- _Your goal_:
Update the material below by replacing every occurrence of "place a dot on" with "mark", and leave everything else unchanged.

-- BEGIN --

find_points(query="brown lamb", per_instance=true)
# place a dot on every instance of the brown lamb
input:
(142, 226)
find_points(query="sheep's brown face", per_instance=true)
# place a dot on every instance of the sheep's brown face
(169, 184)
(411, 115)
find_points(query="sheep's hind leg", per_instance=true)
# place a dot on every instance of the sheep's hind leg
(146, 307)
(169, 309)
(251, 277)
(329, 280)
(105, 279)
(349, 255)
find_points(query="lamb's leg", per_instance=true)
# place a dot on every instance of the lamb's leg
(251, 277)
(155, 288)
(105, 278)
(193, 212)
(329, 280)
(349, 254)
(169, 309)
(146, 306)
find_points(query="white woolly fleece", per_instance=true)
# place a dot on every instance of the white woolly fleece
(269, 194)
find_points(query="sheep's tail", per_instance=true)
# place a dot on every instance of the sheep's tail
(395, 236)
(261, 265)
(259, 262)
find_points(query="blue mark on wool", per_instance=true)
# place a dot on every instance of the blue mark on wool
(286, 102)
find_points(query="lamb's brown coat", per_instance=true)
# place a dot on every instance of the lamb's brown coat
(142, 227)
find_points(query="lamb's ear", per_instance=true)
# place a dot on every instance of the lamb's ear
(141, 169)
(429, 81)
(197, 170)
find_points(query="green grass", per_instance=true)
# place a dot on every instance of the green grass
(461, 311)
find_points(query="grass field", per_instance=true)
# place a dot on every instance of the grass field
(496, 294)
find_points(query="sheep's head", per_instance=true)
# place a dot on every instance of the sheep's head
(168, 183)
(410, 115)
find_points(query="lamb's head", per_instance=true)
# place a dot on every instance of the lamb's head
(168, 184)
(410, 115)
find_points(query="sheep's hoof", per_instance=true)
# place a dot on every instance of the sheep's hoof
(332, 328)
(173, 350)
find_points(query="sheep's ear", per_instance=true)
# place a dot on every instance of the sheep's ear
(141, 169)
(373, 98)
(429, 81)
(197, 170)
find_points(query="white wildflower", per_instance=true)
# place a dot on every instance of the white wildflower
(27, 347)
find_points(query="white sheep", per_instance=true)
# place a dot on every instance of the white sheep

-- END --

- _Completed exercise_:
find_points(query="brown lamb", per_instance=true)
# mark every instance of the brown lamb
input:
(142, 226)
find_points(query="sheep's brown face", per_instance=true)
# mark every instance of the sheep's brown face
(169, 184)
(411, 115)
find_points(query="sheep's hind leg", per_instance=true)
# mark every instance of the sheep's hind leg
(146, 307)
(169, 309)
(251, 277)
(329, 280)
(105, 279)
(349, 255)
find_points(query="lamb's leg", per_instance=true)
# mark every instance of the lamb's leg
(251, 277)
(155, 288)
(105, 278)
(193, 212)
(329, 280)
(349, 254)
(169, 309)
(146, 306)
find_points(query="white woolly fleece", per_instance=true)
# mark every instance of the white woolly fleece
(269, 194)
find_points(query="sheep's tail", per_instance=true)
# mark every instance of the sheep's tail
(395, 236)
(261, 265)
(259, 262)
find_points(query="blue mark on wool", per_instance=true)
# mark every instance of the blue mark on wool
(286, 102)
find_points(query="lamb's brown coat", per_instance=true)
# mark every instance of the lamb's brown coat
(142, 227)
find_points(query="lamb's ear", per_instance=true)
# mark every instance of the lamb's ear
(141, 169)
(429, 81)
(197, 170)
find_points(query="green grass", per_instance=true)
# mark every instance of the green grass
(461, 311)
find_points(query="grass field", per_instance=true)
# mark every instance of the grass field
(496, 294)
find_points(query="sheep's head", per_instance=true)
# mark every instance of the sheep's head
(168, 183)
(410, 115)
find_points(query="lamb's head", per_instance=true)
# mark every instance of the lamb's head
(168, 184)
(410, 115)
find_points(query="sheep's hoof", per_instance=true)
# mark every instance of the sheep's hoof
(332, 328)
(173, 350)
find_points(query="sheep's ear", per_instance=true)
# mark every instance of the sheep's ear
(141, 169)
(373, 98)
(429, 81)
(197, 170)
find_points(query="white wildflower", per_instance=true)
# mark every instance of the white wildflower
(27, 347)
find_points(query="white sheep", per_instance=true)
# mark every instance of the white sheep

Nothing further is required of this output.